## 読解文
+===+

予想通り、そうしたいきさつを知らない医師や看護師が「最近はどうか」と尋ねてきた。
相変わらず便が漏れますね。そう答えると、「袋のつけ方を十分、練習してくださいね」と決まり文句が返ってきた。
すかさず「専門家」の名前を挙げた。「あの人にやってもらったんですけど、漏れました」。今後はイライラさせられることのないよう、黙り込んだ相手にクギを刺した。
「専門家がやっても漏れるんですから、私が練習しているか、慣れているかは関係ないですよね」
病気になって知ったのは、医師や看護師は、専門分野でも私が抱く疑問に答えられないということだ。説明の理屈が通らず、重ねて尋ねても、同じことをただ大声で返してくるような場合もある。配偶者にこぼしたものだ。
「それでも受け入れるお年寄りの患者さんが多いから、こうなるんじゃないか」
私でいえば、痛み止めの問題だ。
口にしたものがほかの人よりも圧倒的に早くPから排出されるのに、同じ量が吸収されているのか。多めに飲まなくていいのか。
どこの病院で尋ねても、答えはなかった。飲み薬の量を増減したデータがないなら、合理的に推測すればいいのに、と思う。ただ彼らは単にゼロ回答になるのだと気づいた。

+===+

## 課題内容
便漏れと痛み止めをめぐる文章を、最後の文のあとから書き継ぐこと。 リストは、便漏れと痛み止めをめぐる文章とは別の出典から取ったものである。

+===+

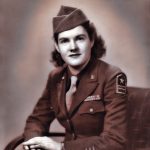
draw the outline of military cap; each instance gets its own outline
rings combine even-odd
[[[70,30],[88,21],[81,9],[61,6],[57,16],[53,18],[53,33]]]

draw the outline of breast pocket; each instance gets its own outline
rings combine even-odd
[[[79,108],[79,114],[96,114],[100,112],[105,112],[105,106],[102,100],[94,100],[94,101],[85,101],[81,104]]]

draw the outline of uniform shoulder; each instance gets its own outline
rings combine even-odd
[[[59,78],[64,73],[66,66],[56,67],[49,73],[49,78]]]

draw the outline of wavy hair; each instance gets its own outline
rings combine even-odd
[[[106,48],[104,40],[100,35],[97,35],[96,28],[93,23],[86,22],[82,24],[82,26],[85,28],[85,30],[88,33],[88,36],[90,40],[94,40],[93,47],[91,49],[91,56],[94,59],[100,59],[106,54]],[[59,33],[58,33],[59,34]],[[54,40],[56,43],[58,43],[58,34],[54,34]],[[51,62],[56,66],[63,66],[65,63],[62,59],[60,53],[54,49],[51,53]]]

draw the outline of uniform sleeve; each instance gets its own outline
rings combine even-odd
[[[127,78],[120,70],[107,72],[104,85],[105,119],[99,136],[65,142],[66,150],[124,150],[127,132]]]
[[[47,135],[50,123],[55,118],[53,107],[50,103],[50,75],[45,90],[34,107],[32,114],[27,118],[24,129],[25,140],[35,136]]]

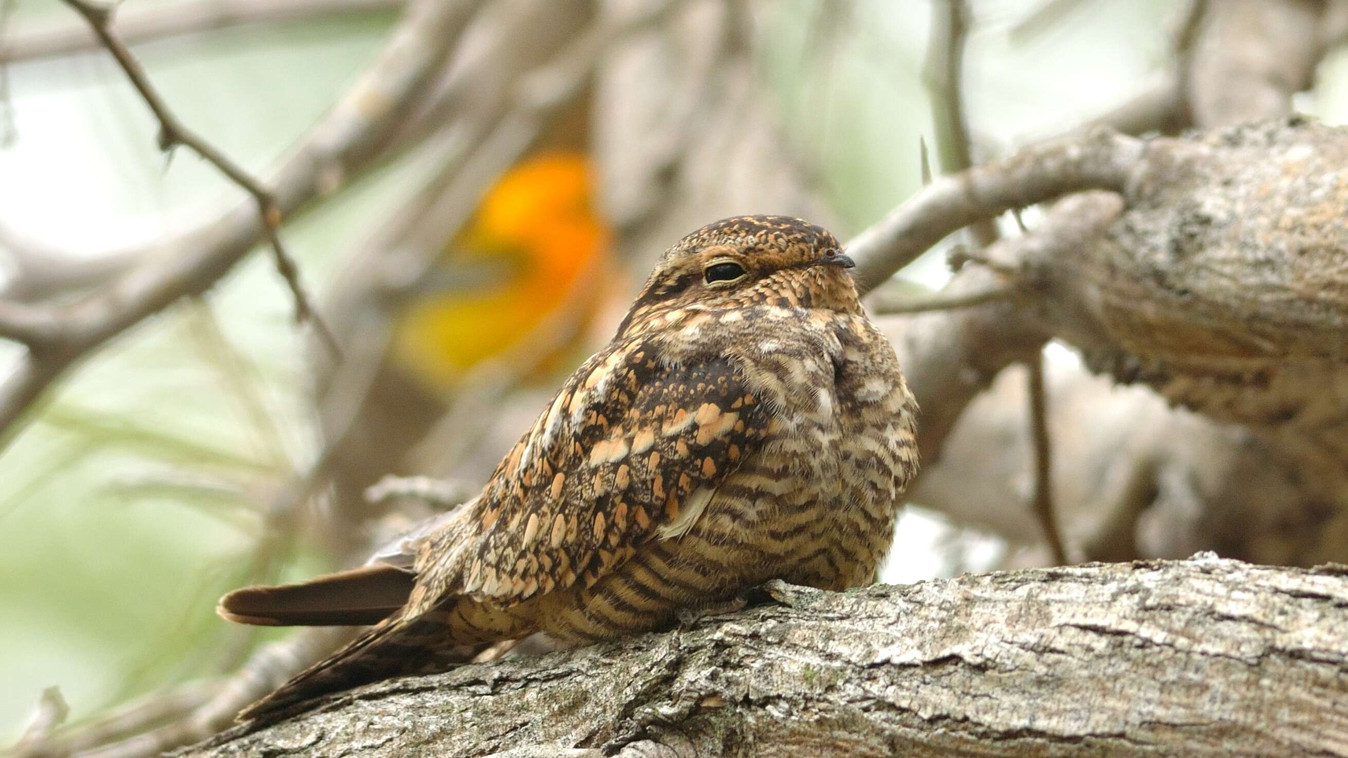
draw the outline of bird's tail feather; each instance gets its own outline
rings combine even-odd
[[[398,676],[442,672],[470,661],[481,645],[446,645],[446,615],[433,611],[415,619],[386,619],[244,708],[237,720],[280,716],[291,705],[321,695]]]

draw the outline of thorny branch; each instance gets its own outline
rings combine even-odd
[[[295,321],[311,322],[318,330],[318,334],[328,344],[329,349],[334,353],[340,353],[337,340],[333,339],[332,332],[328,330],[328,325],[324,324],[324,320],[314,312],[309,293],[305,291],[305,286],[299,281],[299,268],[295,266],[295,259],[290,256],[290,252],[286,251],[286,247],[280,241],[280,235],[278,233],[282,221],[280,209],[276,206],[276,198],[271,190],[264,187],[262,182],[255,179],[253,175],[245,171],[241,166],[231,161],[229,156],[216,148],[216,146],[210,144],[201,135],[187,128],[182,120],[179,120],[178,116],[168,109],[168,105],[163,101],[163,97],[160,97],[159,90],[150,84],[150,77],[146,76],[146,69],[140,65],[140,61],[137,61],[135,55],[131,54],[131,50],[127,49],[125,43],[123,43],[121,39],[113,34],[112,16],[116,9],[115,5],[96,4],[89,0],[65,0],[65,3],[84,16],[85,22],[89,23],[89,28],[93,30],[94,35],[97,35],[98,40],[108,50],[108,53],[117,59],[117,65],[121,66],[127,78],[131,80],[132,86],[136,88],[136,92],[140,93],[146,105],[148,105],[150,111],[154,112],[155,119],[159,121],[159,150],[170,152],[178,146],[187,147],[252,196],[253,202],[257,204],[257,214],[262,217],[263,233],[271,244],[276,271],[280,272],[282,279],[286,281],[286,287],[290,289],[290,295],[295,301]],[[32,345],[31,341],[24,341],[28,345]]]

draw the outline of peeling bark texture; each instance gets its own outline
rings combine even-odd
[[[1054,382],[1057,405],[1073,409],[1054,411],[1054,488],[1078,554],[1348,561],[1344,166],[1348,129],[1301,117],[1153,139],[1103,235],[1070,252],[989,248],[1034,290],[1015,318],[1004,303],[930,314],[895,340],[937,419],[923,434],[940,456],[925,442],[931,465],[914,500],[1012,542],[1033,523],[1023,394],[1004,387],[1000,403],[976,399],[960,415],[977,388],[965,384],[1010,363],[1003,347],[1023,344],[1029,321],[1099,375],[1155,391],[1113,391],[1070,371]],[[915,341],[923,333],[948,341]]]
[[[177,755],[1348,755],[1348,566],[1200,554],[762,595]]]

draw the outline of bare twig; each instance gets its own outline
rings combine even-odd
[[[318,316],[318,313],[314,312],[309,293],[305,291],[305,286],[299,281],[299,268],[295,266],[295,259],[290,256],[288,251],[286,251],[286,247],[280,241],[280,235],[276,232],[276,229],[280,228],[282,216],[280,208],[276,205],[276,197],[272,192],[264,187],[260,181],[235,163],[216,146],[210,144],[201,135],[187,128],[187,125],[168,109],[168,105],[163,101],[163,97],[160,97],[159,90],[150,84],[150,77],[146,76],[146,70],[140,65],[140,61],[136,61],[136,58],[131,54],[131,50],[124,42],[121,42],[121,38],[113,34],[112,16],[116,8],[115,5],[96,4],[90,0],[65,0],[65,3],[84,16],[85,22],[89,23],[89,28],[93,30],[98,40],[102,42],[102,46],[108,49],[108,53],[117,59],[117,65],[121,66],[127,78],[131,80],[131,85],[136,88],[136,92],[140,93],[146,105],[148,105],[150,111],[154,112],[155,119],[159,121],[159,150],[167,152],[179,144],[187,147],[252,196],[253,202],[257,204],[257,214],[262,217],[263,233],[271,244],[276,271],[280,272],[282,279],[286,281],[286,287],[290,289],[290,295],[295,299],[295,321],[307,321],[313,324],[314,329],[318,330],[318,334],[328,344],[329,349],[332,349],[334,355],[340,353],[341,351],[337,347],[337,340],[332,336],[332,332],[328,330],[328,325],[324,324],[324,320]]]
[[[931,93],[931,119],[936,121],[936,148],[941,171],[953,174],[973,165],[969,124],[964,116],[964,46],[969,32],[969,5],[965,0],[942,0],[931,8],[931,34],[922,70]],[[969,225],[979,247],[998,241],[993,218],[980,218]]]
[[[247,24],[305,22],[352,15],[379,15],[407,0],[189,0],[152,8],[128,7],[117,13],[117,31],[127,45]],[[22,30],[0,45],[0,63],[67,55],[98,46],[85,24],[57,23]]]
[[[332,187],[333,177],[345,175],[349,167],[367,163],[387,147],[481,4],[408,4],[376,62],[268,182],[282,216],[298,210],[321,185]],[[268,227],[256,208],[239,208],[175,240],[162,254],[142,258],[116,281],[73,305],[11,313],[11,321],[20,325],[31,326],[39,316],[47,325],[40,343],[30,343],[28,355],[0,386],[0,448],[13,438],[23,414],[70,366],[147,316],[210,289],[266,237]]]
[[[1053,442],[1049,436],[1049,395],[1043,384],[1043,351],[1029,361],[1030,437],[1034,440],[1034,515],[1057,565],[1066,565],[1058,519],[1053,510]]]
[[[1123,198],[1116,194],[1076,194],[1055,204],[1029,235],[1003,239],[985,254],[1007,262],[1072,255],[1120,213]],[[954,276],[941,297],[985,291],[999,282],[996,272],[971,266]],[[896,347],[909,386],[922,403],[918,446],[927,469],[940,460],[941,448],[969,401],[1007,366],[1029,363],[1047,339],[1031,309],[1008,302],[922,313],[909,320]],[[921,486],[919,475],[914,495],[921,494]]]
[[[857,287],[872,290],[980,218],[1086,189],[1123,192],[1143,150],[1142,140],[1097,128],[941,177],[847,244]]]

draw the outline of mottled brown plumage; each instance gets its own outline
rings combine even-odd
[[[245,715],[501,639],[659,629],[774,577],[874,581],[917,471],[917,409],[848,267],[829,232],[780,216],[727,218],[670,248],[481,495],[373,566],[324,577],[349,585],[332,607],[313,584],[221,602],[248,623],[368,622],[407,592]]]

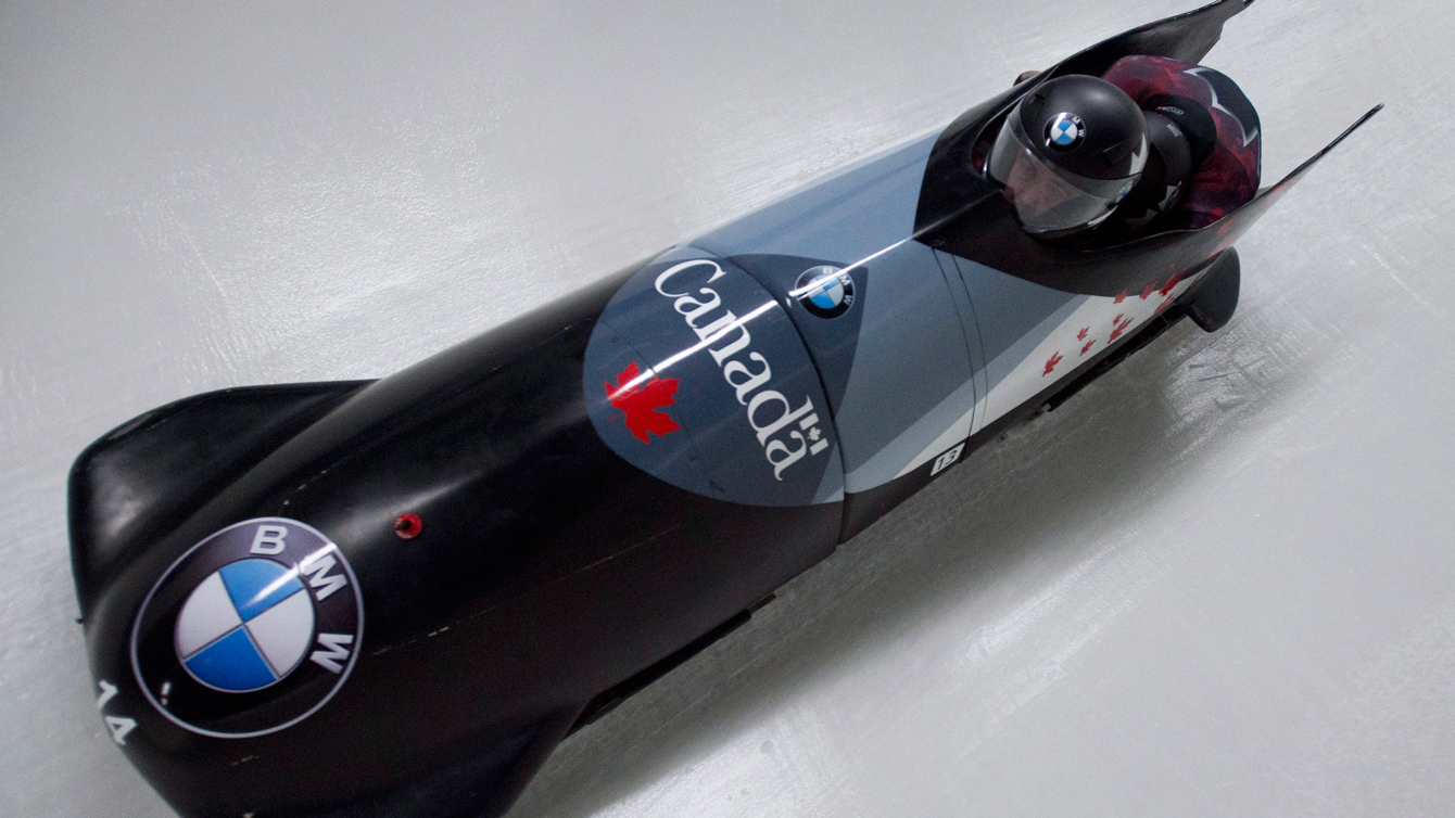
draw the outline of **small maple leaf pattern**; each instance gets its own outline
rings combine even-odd
[[[1056,352],[1055,355],[1052,355],[1051,360],[1046,362],[1046,370],[1042,372],[1040,376],[1045,378],[1046,375],[1051,375],[1052,372],[1055,372],[1056,370],[1056,365],[1061,363],[1061,360],[1062,359],[1061,359],[1061,353],[1059,352]]]
[[[634,434],[637,440],[650,443],[649,433],[662,437],[681,429],[671,416],[658,411],[677,402],[672,395],[677,394],[681,378],[652,375],[643,384],[633,384],[640,375],[642,369],[633,360],[617,375],[615,385],[604,384],[604,386],[607,388],[607,401],[626,414],[627,432]]]

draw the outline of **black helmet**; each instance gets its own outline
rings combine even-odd
[[[1056,77],[1001,126],[988,171],[1026,231],[1058,238],[1106,221],[1147,166],[1147,121],[1112,83]]]

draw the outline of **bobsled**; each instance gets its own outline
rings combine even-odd
[[[1323,153],[1107,247],[1027,235],[976,157],[1039,84],[1196,62],[1245,6],[1107,39],[391,376],[108,433],[68,485],[108,734],[186,817],[501,815],[1000,430],[1232,317],[1234,243]]]

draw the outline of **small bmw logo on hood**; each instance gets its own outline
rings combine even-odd
[[[803,270],[793,295],[799,304],[819,318],[837,318],[854,305],[854,279],[838,267],[828,264]]]
[[[162,575],[131,658],[167,719],[246,738],[327,703],[362,638],[362,597],[339,546],[298,520],[260,517],[208,536]]]
[[[1046,144],[1058,151],[1074,150],[1085,138],[1085,125],[1075,113],[1058,113],[1046,123]]]

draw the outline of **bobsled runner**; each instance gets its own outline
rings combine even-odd
[[[186,817],[505,812],[562,738],[1007,424],[1229,320],[1234,241],[1323,154],[1107,247],[1027,235],[972,157],[1039,84],[1196,62],[1245,6],[1101,42],[388,378],[111,432],[70,477],[111,737]]]

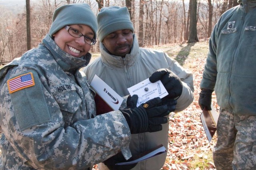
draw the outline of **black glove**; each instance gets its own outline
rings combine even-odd
[[[212,90],[202,88],[199,93],[198,104],[201,109],[204,109],[204,107],[207,110],[212,110],[211,104],[212,103],[212,94],[213,92]]]
[[[168,98],[162,99],[162,105],[166,104],[168,107],[168,110],[170,112],[174,111],[176,109],[176,105],[177,104],[177,100]]]
[[[128,162],[132,159],[132,157],[126,160],[121,152],[113,156],[109,159],[103,161],[103,163],[108,166],[110,170],[128,170],[134,168],[138,163],[124,165],[116,165],[116,164],[120,162]]]
[[[168,115],[170,111],[166,105],[159,106],[161,102],[160,98],[156,98],[138,107],[126,107],[121,111],[129,125],[131,133],[162,130],[161,124],[168,121],[164,116]]]
[[[181,95],[183,88],[181,80],[171,70],[166,68],[160,69],[149,77],[149,81],[152,83],[159,80],[168,93],[164,98],[175,99]]]
[[[129,108],[136,107],[138,99],[138,97],[136,94],[134,94],[132,96],[129,95],[126,101],[126,107]]]

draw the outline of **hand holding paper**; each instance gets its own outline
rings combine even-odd
[[[128,89],[131,96],[134,94],[138,96],[137,107],[150,99],[158,97],[162,98],[168,95],[168,93],[160,80],[152,83],[148,78]]]
[[[183,86],[181,80],[176,74],[166,68],[158,70],[149,77],[150,82],[161,80],[168,94],[167,98],[176,99],[181,95]]]

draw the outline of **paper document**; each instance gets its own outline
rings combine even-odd
[[[132,160],[124,162],[118,163],[117,164],[116,164],[124,165],[134,164],[162,154],[166,153],[166,149],[165,147],[163,146],[162,145],[160,145],[155,148],[142,153],[141,154],[140,154],[138,156],[134,158],[134,159]]]
[[[114,110],[119,109],[124,99],[97,75],[94,76],[90,85]]]
[[[212,110],[207,110],[205,107],[200,115],[200,118],[209,143],[216,131],[218,117],[212,104],[211,108]]]
[[[148,78],[127,89],[131,96],[138,95],[139,98],[137,107],[150,99],[158,97],[162,98],[168,95],[168,92],[160,80],[152,83]]]

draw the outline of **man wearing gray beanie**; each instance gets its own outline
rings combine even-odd
[[[167,123],[159,98],[147,108],[125,108],[136,100],[126,98],[124,109],[96,116],[94,93],[79,70],[90,60],[97,27],[88,4],[60,6],[38,47],[0,69],[1,169],[92,169],[119,152],[131,156],[131,133],[150,129],[140,121],[130,129],[128,119],[156,109],[159,124]]]
[[[127,8],[103,8],[97,19],[101,57],[83,70],[89,82],[96,74],[120,95],[125,96],[129,94],[128,88],[149,77],[151,82],[160,80],[164,86],[169,94],[162,102],[167,105],[170,112],[181,111],[190,105],[194,98],[192,74],[166,53],[139,47]],[[136,121],[130,123],[132,127]],[[129,147],[133,156],[161,144],[168,149],[168,125],[162,126],[159,131],[132,135]],[[118,154],[98,167],[100,170],[160,170],[166,155],[120,166],[115,164],[125,159]]]

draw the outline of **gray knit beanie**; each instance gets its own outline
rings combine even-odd
[[[129,29],[133,33],[134,29],[130,17],[126,7],[113,6],[101,8],[97,16],[100,41],[102,42],[106,36],[116,31]]]
[[[52,35],[66,25],[83,24],[89,26],[94,33],[96,39],[97,20],[89,5],[85,3],[64,5],[57,8],[52,16],[52,23],[49,34]]]

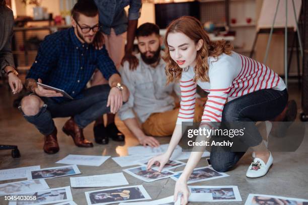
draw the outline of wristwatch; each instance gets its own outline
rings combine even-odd
[[[18,76],[18,72],[15,69],[12,70],[8,72],[7,73],[7,75],[9,75],[9,74],[11,73],[13,73],[14,75],[16,75],[17,76]]]
[[[115,87],[116,87],[117,88],[119,89],[121,91],[123,90],[123,89],[124,88],[123,87],[123,85],[120,82],[118,82],[117,83],[117,85],[115,86]]]

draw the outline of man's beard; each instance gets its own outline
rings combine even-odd
[[[145,55],[146,53],[146,52],[144,53],[140,53],[141,58],[145,64],[148,65],[151,65],[156,63],[160,59],[161,48],[159,48],[159,49],[157,49],[156,51],[150,51],[150,53],[153,54],[153,56],[151,57],[146,57],[146,56]]]
[[[83,36],[83,35],[79,32],[79,31],[78,30],[78,29],[77,29],[77,35],[78,35],[78,37],[79,38],[80,38],[80,39],[81,40],[82,40],[83,41],[84,41],[84,42],[85,43],[87,43],[88,44],[91,44],[92,43],[93,43],[93,41],[92,41],[92,42],[90,42],[90,43],[88,43],[86,39],[85,39],[85,38],[84,37],[84,36]]]

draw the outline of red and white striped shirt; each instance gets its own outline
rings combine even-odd
[[[248,57],[233,52],[230,55],[223,53],[216,60],[208,58],[209,82],[194,82],[192,67],[182,72],[181,107],[177,124],[193,121],[197,85],[209,92],[202,122],[221,122],[224,105],[240,96],[262,89],[286,88],[277,73]]]

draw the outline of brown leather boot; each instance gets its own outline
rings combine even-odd
[[[57,141],[57,128],[51,134],[45,136],[44,151],[47,154],[52,154],[59,151],[59,145]]]
[[[63,132],[67,135],[70,135],[78,147],[93,147],[93,144],[85,139],[83,129],[80,128],[75,123],[73,118],[70,118],[62,128]]]

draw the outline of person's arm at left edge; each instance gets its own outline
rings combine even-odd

+===+

## 解答
「自分が闘っている相手は病気ではない」と考えるようになったのはいつごろだろうか。
治療や仕事で関わる、決して悪意のない人たち。より正確には、その間でパターン化されてきた考え方や習慣こそ、自分を困らせる敵ではないか、と。
しかし、そんな医療者でも信頼し、相談するしかないのが実情だ。
むやみに怒りを表に出しても、相手の成長は望めない。できるだけ笑顔でコミュニケーションをとってと、いつしか心がけるようになっていた。そのことが、カルテを取り違えた主治医への対応にも表れたのかもしれない。
自分が楽しくて笑っているのか。何かにあきれ、怒っているから笑顔を浮かべているのか、よくわからない――。そう書いていて、昔のコラムのタイトルが「道具としての笑顔」だったことを思い出した。
自分こそパターン化されているのではないかと思ったら、思わず笑っていた。そして、これはあきれによる笑いかと、画面上の文字を眺め、もういっぺん笑った。